# DOCUMENT SECTION:
-- Opening Marker --
As horse riders, it's easy to forget about our own fitness. We spend hours schooling and conditioning our horses to make sure they are prepped for the performance we expect of them. But many horse riders don’t realize just how much their own fitness can make or break their horse’s performance. 

Girl sitting on the back of a horse.

It’s so important to incorporate a strategic cross-training program for you as the rider if you want to be able to improve your riding performance and be able to ride for the rest of your life. We’re going to go over why this is important, how your fitness affects your horse, and what modalities you should focus on in your own cross-training routines. 

Why Riders Should Increase their Overall Fitness OFF the Horse

It’s a well-known fact that riding alone can cause asymmetries in our bodies which eventually create riding limitations vs increasing our riding ability. There have been studies showing how higher-level riders are actually prone to higher asymmetries which lead to increased instances of back pain. This demonstrates the importance of cross-training for riders in limiting the effects of riding-associated pain and discomfort across all levels of riding.

It can be easy to dismiss our own fitness in sacrifice for our horses’ needs, but let’s talk about how that truly affects our horses.

A rider who doesn’t have the strength or endurance to be able to hold their bodies in a proper position for the entirety of their riding session can cause detrimental effects to their horses, including; soft tissue damage, poor carriage, poor muscling, not to mention how our own riding can impede the horse’s ability to perform. As riders, we owe it to our horses to be fit enough to support them with whatever we’re asking them to do!

Not sure where to start? I’ve created a RIDE Fitness Guide to help you get started! Just click HERE to have it sent straight to your email!

Should the Focus be on Flexibility or Strength?

There are so many differing opinions when it comes to training in general, but even more when it comes to training for increased rider performance. 

I see a lot of programs and trainers who glorify flexibility as the best and only modality that truly increases riding performance, but I’m skeptical of this belief.

As a trainer who specializes in helping horsewomen increase riding performance through training, mindset, and nutrition while making their horses a part of the process. I have found many cases where increased flexibility was a hindrance in my riders’ abilities to be able to stay with their horses when they spooked, bucked, or acted like horses act.
-- Closing Marker --
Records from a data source
-- Opening Marker --
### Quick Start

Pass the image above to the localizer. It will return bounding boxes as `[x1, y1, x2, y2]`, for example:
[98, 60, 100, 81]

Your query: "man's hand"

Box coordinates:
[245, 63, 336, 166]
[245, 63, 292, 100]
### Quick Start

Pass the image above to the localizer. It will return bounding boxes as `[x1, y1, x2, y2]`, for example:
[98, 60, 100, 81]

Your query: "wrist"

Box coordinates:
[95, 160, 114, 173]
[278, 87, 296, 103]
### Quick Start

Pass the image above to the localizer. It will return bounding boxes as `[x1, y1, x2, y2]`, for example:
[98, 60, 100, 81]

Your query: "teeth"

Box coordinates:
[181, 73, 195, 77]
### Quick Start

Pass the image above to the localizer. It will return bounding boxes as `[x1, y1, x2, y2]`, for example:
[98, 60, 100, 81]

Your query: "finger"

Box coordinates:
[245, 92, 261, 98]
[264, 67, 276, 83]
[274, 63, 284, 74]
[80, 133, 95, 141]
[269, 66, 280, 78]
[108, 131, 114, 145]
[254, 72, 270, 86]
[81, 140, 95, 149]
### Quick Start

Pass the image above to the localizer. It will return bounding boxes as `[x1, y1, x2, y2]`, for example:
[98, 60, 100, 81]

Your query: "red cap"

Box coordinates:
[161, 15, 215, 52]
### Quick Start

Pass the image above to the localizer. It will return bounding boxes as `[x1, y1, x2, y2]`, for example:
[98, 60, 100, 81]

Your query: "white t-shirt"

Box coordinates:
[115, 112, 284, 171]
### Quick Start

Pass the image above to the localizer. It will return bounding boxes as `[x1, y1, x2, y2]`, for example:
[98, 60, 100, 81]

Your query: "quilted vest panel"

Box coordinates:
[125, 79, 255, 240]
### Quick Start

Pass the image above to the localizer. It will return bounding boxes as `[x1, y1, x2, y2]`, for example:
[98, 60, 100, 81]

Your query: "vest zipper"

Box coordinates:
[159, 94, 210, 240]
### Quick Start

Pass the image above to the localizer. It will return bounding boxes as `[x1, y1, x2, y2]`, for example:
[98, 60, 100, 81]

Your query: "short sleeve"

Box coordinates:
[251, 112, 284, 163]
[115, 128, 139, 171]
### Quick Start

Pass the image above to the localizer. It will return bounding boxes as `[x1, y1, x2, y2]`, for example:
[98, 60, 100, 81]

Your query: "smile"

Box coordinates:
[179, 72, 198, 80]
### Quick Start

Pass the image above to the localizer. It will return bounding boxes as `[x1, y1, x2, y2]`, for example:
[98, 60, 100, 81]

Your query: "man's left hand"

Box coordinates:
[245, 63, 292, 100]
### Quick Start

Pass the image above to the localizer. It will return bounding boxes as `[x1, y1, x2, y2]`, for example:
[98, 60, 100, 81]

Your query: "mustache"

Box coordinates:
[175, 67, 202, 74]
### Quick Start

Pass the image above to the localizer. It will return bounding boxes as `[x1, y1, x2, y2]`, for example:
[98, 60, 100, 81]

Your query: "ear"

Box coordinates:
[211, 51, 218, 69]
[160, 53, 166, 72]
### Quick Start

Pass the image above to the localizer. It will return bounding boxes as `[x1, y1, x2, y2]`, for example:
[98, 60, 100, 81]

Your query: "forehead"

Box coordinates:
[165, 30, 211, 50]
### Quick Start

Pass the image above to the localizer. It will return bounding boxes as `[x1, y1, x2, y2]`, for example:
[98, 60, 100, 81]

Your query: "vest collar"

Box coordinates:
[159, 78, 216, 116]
-- Closing Marker --
# REQUIRED WORK:
In the rider fitness article, what are the three means the trainer uses to help horsewomen increase riding performance? The material above is separate from the rider fitness article.

# SOLUTION FOR THIS TASK:
- Training
- Mindset
- Nutrition